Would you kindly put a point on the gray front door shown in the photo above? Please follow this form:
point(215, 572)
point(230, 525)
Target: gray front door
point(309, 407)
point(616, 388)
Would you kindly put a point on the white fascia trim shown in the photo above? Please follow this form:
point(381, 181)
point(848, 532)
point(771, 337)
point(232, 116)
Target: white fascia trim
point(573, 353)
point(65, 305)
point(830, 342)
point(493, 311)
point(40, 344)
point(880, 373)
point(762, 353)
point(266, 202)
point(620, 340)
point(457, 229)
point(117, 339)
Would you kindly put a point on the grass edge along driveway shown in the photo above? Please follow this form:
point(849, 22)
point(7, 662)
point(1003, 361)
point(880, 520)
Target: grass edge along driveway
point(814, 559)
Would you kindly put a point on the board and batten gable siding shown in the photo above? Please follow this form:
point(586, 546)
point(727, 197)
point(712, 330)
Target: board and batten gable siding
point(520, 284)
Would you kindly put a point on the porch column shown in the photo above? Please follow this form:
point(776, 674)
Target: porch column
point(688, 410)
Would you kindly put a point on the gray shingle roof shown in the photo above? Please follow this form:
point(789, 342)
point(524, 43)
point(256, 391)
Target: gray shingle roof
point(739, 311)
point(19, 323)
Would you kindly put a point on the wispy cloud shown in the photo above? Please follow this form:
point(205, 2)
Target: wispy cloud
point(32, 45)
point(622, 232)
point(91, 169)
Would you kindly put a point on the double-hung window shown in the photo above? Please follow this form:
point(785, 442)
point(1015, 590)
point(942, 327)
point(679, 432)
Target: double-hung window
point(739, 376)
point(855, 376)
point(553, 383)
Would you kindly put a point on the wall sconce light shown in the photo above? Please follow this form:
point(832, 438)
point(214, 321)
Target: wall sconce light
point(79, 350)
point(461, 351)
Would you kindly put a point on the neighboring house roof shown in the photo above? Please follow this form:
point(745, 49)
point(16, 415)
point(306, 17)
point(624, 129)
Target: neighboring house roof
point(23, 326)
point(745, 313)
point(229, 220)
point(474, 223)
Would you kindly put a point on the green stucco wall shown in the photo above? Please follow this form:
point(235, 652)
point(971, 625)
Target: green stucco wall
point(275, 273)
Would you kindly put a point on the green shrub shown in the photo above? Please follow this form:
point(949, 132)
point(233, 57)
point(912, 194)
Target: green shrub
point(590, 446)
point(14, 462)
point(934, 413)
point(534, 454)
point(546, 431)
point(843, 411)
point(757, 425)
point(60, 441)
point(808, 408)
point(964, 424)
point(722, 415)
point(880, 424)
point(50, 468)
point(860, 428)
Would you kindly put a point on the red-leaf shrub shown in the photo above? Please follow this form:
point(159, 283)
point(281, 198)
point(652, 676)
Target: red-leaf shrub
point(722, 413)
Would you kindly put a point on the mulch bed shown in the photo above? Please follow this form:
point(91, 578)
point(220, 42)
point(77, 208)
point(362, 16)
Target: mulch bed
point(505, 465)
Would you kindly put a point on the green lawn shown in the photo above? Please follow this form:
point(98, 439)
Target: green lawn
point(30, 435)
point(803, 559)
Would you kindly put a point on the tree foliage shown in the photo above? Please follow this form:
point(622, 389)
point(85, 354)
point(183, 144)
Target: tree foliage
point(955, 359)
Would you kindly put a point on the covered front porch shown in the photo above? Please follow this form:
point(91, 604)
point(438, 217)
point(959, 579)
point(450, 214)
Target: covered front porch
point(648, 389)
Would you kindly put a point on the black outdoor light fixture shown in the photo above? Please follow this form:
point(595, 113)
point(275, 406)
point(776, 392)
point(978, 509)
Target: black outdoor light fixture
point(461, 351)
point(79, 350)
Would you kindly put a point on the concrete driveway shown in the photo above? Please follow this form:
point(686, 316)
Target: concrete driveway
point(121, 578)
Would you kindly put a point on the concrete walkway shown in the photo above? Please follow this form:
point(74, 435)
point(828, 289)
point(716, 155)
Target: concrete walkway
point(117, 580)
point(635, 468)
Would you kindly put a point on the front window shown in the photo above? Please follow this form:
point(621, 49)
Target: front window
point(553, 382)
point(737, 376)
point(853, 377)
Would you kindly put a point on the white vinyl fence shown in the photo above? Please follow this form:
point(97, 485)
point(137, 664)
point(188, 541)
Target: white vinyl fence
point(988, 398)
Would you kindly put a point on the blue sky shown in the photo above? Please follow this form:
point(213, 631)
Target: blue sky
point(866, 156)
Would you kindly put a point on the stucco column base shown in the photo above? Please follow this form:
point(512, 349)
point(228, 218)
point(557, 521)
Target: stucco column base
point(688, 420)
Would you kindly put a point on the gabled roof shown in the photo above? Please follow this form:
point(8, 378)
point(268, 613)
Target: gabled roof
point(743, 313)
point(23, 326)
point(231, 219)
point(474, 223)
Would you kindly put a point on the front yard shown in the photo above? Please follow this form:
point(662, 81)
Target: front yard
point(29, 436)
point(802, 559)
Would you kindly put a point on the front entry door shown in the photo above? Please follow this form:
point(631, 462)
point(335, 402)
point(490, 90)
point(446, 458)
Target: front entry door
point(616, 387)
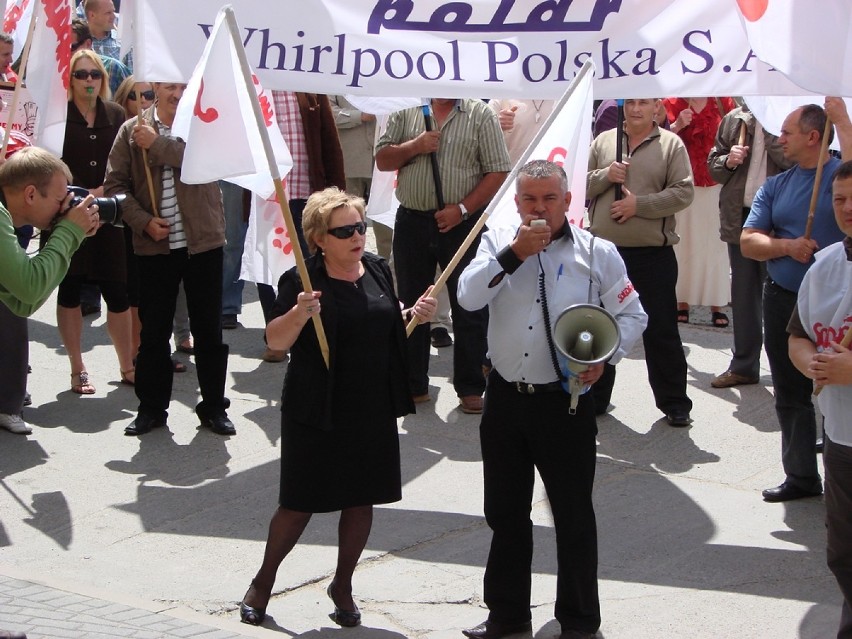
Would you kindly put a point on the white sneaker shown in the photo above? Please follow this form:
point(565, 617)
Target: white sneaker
point(14, 424)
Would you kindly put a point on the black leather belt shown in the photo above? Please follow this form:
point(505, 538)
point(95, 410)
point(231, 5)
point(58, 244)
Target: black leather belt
point(532, 389)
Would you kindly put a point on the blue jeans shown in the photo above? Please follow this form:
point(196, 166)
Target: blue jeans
point(793, 392)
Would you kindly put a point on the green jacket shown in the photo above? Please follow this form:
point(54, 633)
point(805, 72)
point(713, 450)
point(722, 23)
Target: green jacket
point(26, 283)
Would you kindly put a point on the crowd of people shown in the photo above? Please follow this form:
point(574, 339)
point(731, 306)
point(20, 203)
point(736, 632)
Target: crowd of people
point(695, 204)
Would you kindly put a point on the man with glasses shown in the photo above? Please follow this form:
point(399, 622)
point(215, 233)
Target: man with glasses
point(471, 158)
point(81, 38)
point(100, 14)
point(177, 237)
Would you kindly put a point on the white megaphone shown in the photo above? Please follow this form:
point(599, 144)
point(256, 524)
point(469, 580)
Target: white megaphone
point(584, 334)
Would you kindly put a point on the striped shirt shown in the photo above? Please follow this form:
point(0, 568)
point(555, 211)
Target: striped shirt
point(169, 209)
point(471, 145)
point(289, 120)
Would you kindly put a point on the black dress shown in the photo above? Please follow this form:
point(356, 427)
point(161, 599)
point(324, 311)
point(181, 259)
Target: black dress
point(356, 462)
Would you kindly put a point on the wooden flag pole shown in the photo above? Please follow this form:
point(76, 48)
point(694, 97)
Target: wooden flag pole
point(587, 67)
point(823, 152)
point(151, 192)
point(743, 131)
point(273, 171)
point(13, 107)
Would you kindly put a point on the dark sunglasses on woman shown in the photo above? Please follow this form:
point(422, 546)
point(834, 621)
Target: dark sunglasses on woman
point(146, 95)
point(82, 74)
point(348, 230)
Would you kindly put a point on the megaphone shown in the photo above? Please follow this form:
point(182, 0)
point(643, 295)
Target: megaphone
point(584, 334)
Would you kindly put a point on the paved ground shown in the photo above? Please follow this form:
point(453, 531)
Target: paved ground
point(103, 535)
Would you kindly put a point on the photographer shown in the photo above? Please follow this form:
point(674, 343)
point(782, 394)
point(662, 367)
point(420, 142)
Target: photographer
point(33, 190)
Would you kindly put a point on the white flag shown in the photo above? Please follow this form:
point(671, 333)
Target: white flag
point(47, 74)
point(268, 251)
point(564, 139)
point(807, 41)
point(215, 117)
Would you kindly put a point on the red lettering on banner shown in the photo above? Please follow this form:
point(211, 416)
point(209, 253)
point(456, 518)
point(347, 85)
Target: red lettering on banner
point(558, 155)
point(624, 293)
point(13, 15)
point(265, 104)
point(205, 115)
point(58, 14)
point(283, 244)
point(828, 335)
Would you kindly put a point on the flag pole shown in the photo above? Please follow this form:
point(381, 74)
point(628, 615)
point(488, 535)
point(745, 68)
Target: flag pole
point(619, 143)
point(13, 106)
point(273, 171)
point(587, 67)
point(148, 178)
point(823, 152)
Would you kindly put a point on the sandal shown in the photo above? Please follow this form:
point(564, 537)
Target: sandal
point(82, 385)
point(126, 379)
point(186, 347)
point(720, 320)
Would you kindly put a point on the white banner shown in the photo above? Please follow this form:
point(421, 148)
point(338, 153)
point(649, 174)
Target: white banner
point(478, 48)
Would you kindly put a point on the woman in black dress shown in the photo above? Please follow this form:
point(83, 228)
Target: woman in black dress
point(90, 130)
point(340, 449)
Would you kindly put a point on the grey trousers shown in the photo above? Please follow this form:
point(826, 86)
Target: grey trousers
point(14, 355)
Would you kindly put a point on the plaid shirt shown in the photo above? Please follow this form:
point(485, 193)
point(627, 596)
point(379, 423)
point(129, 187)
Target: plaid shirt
point(290, 122)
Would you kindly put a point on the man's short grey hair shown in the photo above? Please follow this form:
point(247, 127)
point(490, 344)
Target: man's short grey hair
point(543, 169)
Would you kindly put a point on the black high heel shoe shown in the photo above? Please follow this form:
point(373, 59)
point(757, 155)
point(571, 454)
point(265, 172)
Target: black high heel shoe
point(250, 615)
point(345, 618)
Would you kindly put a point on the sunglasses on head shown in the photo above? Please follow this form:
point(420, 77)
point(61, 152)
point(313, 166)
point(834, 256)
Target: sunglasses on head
point(348, 230)
point(82, 74)
point(146, 95)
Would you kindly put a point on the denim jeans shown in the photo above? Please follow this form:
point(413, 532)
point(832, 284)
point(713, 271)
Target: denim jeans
point(793, 392)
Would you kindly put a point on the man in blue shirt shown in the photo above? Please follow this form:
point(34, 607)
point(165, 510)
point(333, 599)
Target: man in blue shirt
point(775, 233)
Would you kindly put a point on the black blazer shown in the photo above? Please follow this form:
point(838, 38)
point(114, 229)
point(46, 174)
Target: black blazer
point(308, 387)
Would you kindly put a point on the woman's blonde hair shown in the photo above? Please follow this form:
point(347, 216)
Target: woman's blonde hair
point(104, 93)
point(319, 208)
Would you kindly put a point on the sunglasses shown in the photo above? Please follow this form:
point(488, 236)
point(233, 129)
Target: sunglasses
point(82, 74)
point(348, 230)
point(146, 95)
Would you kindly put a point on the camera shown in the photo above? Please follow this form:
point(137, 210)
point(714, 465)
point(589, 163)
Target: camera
point(109, 208)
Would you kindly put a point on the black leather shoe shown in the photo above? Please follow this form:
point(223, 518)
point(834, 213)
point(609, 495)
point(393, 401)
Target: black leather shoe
point(143, 424)
point(577, 634)
point(678, 418)
point(219, 424)
point(788, 492)
point(494, 630)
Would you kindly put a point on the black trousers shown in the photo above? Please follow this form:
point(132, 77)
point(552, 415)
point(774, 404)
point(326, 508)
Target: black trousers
point(653, 272)
point(418, 248)
point(518, 434)
point(159, 279)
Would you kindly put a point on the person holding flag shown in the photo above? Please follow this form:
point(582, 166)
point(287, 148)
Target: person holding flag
point(776, 232)
point(178, 235)
point(820, 331)
point(527, 274)
point(656, 182)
···
- Work instructions
Include the first line of the listing, the line with "point(712, 330)", and every line between them, each repeated exactly, and output only those.

- Solution below
Would you kindly put a point on the gray front door shown in the photo above? Please follow this form:
point(215, 572)
point(230, 525)
Target: gray front door
point(309, 407)
point(616, 388)
Would you kindly put a point on the white fascia trim shown in the photo above? Please follow this form:
point(381, 181)
point(848, 532)
point(771, 337)
point(232, 116)
Target: white fascia trim
point(573, 353)
point(65, 305)
point(830, 342)
point(493, 311)
point(40, 344)
point(880, 373)
point(762, 353)
point(266, 202)
point(620, 340)
point(457, 229)
point(117, 339)
Would you kindly put a point on the grass edge along driveway shown in the photo above? Please follow this form:
point(849, 22)
point(7, 662)
point(1003, 361)
point(880, 520)
Target: grass edge along driveway
point(814, 559)
Would you kindly put a point on the board and batten gable siding shown in the photo above? Please follow this form:
point(586, 546)
point(727, 197)
point(712, 330)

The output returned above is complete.